> TEXTO PARA LEITURA:

┌──

Em relação a novos fatos criminosos e que estejam desvinculados com a situação histórica da investigação, Greco Filho aponta que a prova teria origem ilícita, e não poderia ser utilizada, não sendo adequado a sua ratificação ou extensão, pelo juiz (GRECO FILHO, 2015, p. 46).

Avolio (2010, p. 230-231) tem o entendimento de que no encontro de provas relacionadas a outros sujeitos fora do objeto inicial, a prova somente reputaria como válida se estivesse relacionada a mesma prática ilícita que fundamentou a medida de interceptação.

O doutrinador elucida que a utilização dessas informações fortuitas somente seria justificada nos casos em que a notícia-crime servisse para efetuar a prisão em flagrante do sujeito ou impedimento da concretização de um crime de maior gravidade, com base no critério da proporcionalidade, fora dessas exceções a medida poderia caracterizar como uma interceptação em prospectiva (AVOLIO, 2010, p. 231).

Grinover, Fernandes e Gomes Filho (2011, p. 177), na obra As nulidades no processo penal, apontam que o aproveitamento do conhecimento fortuito, em relação à fato diverso, deve-se guiar pela gravidade da infração penal, semelhante ao que ocorre no direito estrangeiro, desde que os fatos encontrados sejam de igual ou maior gravidade que o crime em investigação, “trata-se de interpretar a permissão constitucional de interceptação à luz do princípio da proporcionalidade”.

Em se tratando de sujeitos alheios, não mencionados na autorização judicial, Grinover, Fernandes e Gomes Filho (2011, p. 177) explicam que a solução deve ser pelo critério da conexão ao fato investigado, com fundamento no parágrafo único do Art.2º da Lei 9.296/96, pois o dispositivo permite realizar a interceptação na hipótese em que não tenha sido possível a indicação e a qualificação dos investigados.

E em relação ao entendimento jurisprudencial, de forma complementar ao já exposto no tópico anterior, será demonstrado como o STJ e o STF realizam o manejo dos encontros fortuitos de 2º grau.

└──

> DADOS DAS TAREFAS:

┌──

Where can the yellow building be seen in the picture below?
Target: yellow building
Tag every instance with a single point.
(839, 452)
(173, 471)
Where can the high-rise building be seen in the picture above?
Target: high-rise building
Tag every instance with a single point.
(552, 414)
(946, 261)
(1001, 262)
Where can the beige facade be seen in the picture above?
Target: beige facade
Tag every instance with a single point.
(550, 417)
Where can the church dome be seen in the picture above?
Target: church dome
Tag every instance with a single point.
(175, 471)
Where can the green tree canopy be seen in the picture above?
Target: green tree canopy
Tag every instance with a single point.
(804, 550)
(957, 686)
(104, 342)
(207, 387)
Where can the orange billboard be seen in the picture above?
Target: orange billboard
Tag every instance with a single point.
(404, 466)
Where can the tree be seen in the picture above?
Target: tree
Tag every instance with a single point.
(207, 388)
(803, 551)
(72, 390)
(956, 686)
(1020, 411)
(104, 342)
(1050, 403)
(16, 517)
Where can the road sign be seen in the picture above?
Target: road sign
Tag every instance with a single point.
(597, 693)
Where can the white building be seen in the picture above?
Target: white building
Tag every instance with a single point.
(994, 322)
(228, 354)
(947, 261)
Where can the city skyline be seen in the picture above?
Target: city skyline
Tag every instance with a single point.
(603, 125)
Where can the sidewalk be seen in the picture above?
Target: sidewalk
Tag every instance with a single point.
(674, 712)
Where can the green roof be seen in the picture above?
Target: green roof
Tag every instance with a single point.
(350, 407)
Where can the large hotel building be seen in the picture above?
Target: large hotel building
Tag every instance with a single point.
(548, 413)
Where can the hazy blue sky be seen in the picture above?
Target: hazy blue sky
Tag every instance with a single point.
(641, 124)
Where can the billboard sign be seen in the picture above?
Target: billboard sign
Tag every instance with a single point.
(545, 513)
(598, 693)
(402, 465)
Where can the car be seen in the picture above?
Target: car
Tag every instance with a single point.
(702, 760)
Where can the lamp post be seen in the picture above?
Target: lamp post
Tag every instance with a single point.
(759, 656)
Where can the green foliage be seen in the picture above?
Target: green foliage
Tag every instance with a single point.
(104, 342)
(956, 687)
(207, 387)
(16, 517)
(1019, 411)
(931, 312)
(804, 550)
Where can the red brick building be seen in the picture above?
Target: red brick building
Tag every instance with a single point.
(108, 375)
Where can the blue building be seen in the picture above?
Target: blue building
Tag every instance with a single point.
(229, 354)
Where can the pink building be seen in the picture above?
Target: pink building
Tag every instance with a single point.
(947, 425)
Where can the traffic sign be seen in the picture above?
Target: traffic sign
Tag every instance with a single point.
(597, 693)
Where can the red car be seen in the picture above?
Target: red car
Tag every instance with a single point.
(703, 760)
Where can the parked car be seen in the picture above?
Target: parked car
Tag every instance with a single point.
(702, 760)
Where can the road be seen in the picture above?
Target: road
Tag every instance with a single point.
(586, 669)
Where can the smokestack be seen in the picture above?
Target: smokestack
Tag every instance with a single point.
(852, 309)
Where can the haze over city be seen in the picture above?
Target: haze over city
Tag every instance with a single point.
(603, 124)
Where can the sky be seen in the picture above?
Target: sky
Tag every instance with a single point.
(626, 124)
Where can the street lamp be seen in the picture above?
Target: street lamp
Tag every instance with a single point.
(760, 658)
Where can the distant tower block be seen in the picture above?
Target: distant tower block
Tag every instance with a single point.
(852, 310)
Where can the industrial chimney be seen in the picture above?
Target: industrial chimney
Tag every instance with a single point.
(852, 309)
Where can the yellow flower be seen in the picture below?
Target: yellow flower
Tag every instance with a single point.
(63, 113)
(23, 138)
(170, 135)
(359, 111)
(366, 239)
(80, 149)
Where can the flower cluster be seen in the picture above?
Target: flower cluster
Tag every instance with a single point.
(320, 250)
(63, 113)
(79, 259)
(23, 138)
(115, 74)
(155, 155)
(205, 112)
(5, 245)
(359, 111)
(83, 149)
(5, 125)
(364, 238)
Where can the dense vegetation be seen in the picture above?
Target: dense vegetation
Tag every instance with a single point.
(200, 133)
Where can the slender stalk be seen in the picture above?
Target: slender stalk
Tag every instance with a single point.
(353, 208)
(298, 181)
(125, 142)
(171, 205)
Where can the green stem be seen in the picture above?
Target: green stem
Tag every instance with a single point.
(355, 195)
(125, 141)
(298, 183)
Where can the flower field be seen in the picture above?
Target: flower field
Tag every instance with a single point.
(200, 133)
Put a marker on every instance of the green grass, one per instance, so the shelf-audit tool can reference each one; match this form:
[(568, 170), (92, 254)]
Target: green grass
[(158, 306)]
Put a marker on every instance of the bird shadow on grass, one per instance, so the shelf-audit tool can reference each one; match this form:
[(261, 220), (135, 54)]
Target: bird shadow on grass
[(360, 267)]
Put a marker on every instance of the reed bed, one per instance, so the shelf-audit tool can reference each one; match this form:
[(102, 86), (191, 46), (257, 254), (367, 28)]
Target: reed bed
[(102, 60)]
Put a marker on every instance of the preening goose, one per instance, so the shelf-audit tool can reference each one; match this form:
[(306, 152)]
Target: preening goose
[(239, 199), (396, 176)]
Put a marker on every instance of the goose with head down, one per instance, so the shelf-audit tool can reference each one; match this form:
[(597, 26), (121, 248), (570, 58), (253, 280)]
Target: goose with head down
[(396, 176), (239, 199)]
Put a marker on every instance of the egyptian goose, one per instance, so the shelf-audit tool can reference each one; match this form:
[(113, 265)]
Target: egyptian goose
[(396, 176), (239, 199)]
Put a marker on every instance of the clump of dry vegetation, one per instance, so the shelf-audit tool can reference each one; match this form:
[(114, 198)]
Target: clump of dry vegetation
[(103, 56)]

└──

> TAREFAS ESCRITAS:
a – Altere o trecho das entradas que vai da linha que contém "Where can the yellow flower" até a linha que contém "[(360, 267)]", ambas incluídas, trocando "Tag" por "Mark" e mantendo todo o restante inalterado. Apresente somente esse trecho.
b – Dê prosseguimento ao texto sobre os encontros fortuitos de provas na interceptação, a partir do ponto em que ele termina.
O texto e as entradas não têm relação entre si.

> RESPOSTAS:
a –
Where can the yellow flower be seen in the picture below?
Target: yellow flower
Mark every instance with a single point.
(63, 113)
(23, 138)
(170, 135)
(359, 111)
(366, 239)
(80, 149)
Where can the flower cluster be seen in the picture above?
Target: flower cluster
Mark every instance with a single point.
(320, 250)
(63, 113)
(79, 259)
(23, 138)
(115, 74)
(155, 155)
(205, 112)
(5, 245)
(359, 111)
(83, 149)
(5, 125)
(364, 238)
Where can the dense vegetation be seen in the picture above?
Target: dense vegetation
Mark every instance with a single point.
(200, 133)
Where can the slender stalk be seen in the picture above?
Target: slender stalk
Mark every instance with a single point.
(353, 208)
(298, 181)
(125, 142)
(171, 205)
Where can the green stem be seen in the picture above?
Target: green stem
Mark every instance with a single point.
(355, 195)
(125, 141)
(298, 183)
Where can the flower field be seen in the picture above?
Target: flower field
Mark every instance with a single point.
(200, 133)
Put a marker on every instance of the green grass, one per instance, so the shelf-audit tool can reference each one; match this form:
[(568, 170), (92, 254)]
Target: green grass
[(158, 306)]
Put a marker on every instance of the bird shadow on grass, one per instance, so the shelf-audit tool can reference each one; match this form:
[(261, 220), (135, 54)]
Target: bird shadow on grass
[(360, 267)]

b –
No ano de 2005, a Corte Especial do STJ julgou a Ação Penal nº 425/ES, processo em que se apuravam possíveis crimes de estelionato, falsidade ideológica, uso de documento falso, exploração de prestígio, entre outros, cometidos no âmbito da Justiça Federal do Espírito Santo, envolvendo dois magistrados, um procurador federal e três advogados que militavam em ações de competência desse juízo pleiteando benefícios tributários espúrios.

Uma das teses de defesa utilizadas pelos advogados foi a de que as captações de conversas alheias ao objeto investigado eram ilegais e abusivas, pois haviam sido emprestadas de outra investigação do STJ (Inquérito nº 424), o que por sua vez, tornariam elas imprestáveis para fundamentar a denúncia contra os investigados.

O Ministro Relator José Arnaldo da Fonseca, em seu voto, dissertou que:

[...] Com efeito, o importante acerca do conteúdo dos elementos aclarados com a interceptação é que eles mantenham-se fiéis à legalidade do meio autorizado, independentemente de ter ou não ampliado o que inicialmente se propunha com a medida assecuratória.

Por outro lado, se a captação, dentro dos padrões legais, mostrou uma realidade nova em torno dos envolvidos e terceiros até então não identificados, e sobre fatos diversos por extensão, nada impede que estes possam sustentar uma persecução autônoma, porque, repita-se, o que importa é considerar as interceptações telefônicas condizentes com os ditames do artigo 5°, inciso XII, da Constituição Federal, bem assim, da Lei n° 9.296, de 24 de julho de 1996. [Ação Penal 425/ES, Corte Especial do STJ, Relator Min. José Arnaldo da Fonseca, julgado em 16/11/2005, publicado no DJe de 15/05/2006] (BRASIL, 2006, p. 1, grifo nosso).

Portanto, restou evidenciado que o encontro fortuito de 2º grau obtido em outra investigação, foi o alicerce para iniciar uma nova investigação autônoma, o que na visão da Corte Especial, por meio do voto do supracitado relator, não acarreta qualquer ilegalidade quanto ao seu uso. Nesse caso, a serendipidade de 2º graus possibilitou uma ação penal através da nova investigação, e o argumento de sua validade foi na análise da legalidade do meio utilizado e não na conexão entre fatos ou sujeitos.

O STJ, no julgamento, em 2007, do HC 69.552/PR da 5ª Turma do STJ, já havia reconhecido a possibilidade do uso do encontro fortuito de 2º grau quando houvesse notícia de prática futura de crime (ver item 4.4.1). E este entendimento prevalece nas decisões dessa Corte Superior, inclusive para a validade da serendipidade de 2º grau de crimes pretéritos, demonstrando que seu uso como prova não gera ilicitude alguma, conforme julgados mais recentes, expostos nos parágrafos abaixo.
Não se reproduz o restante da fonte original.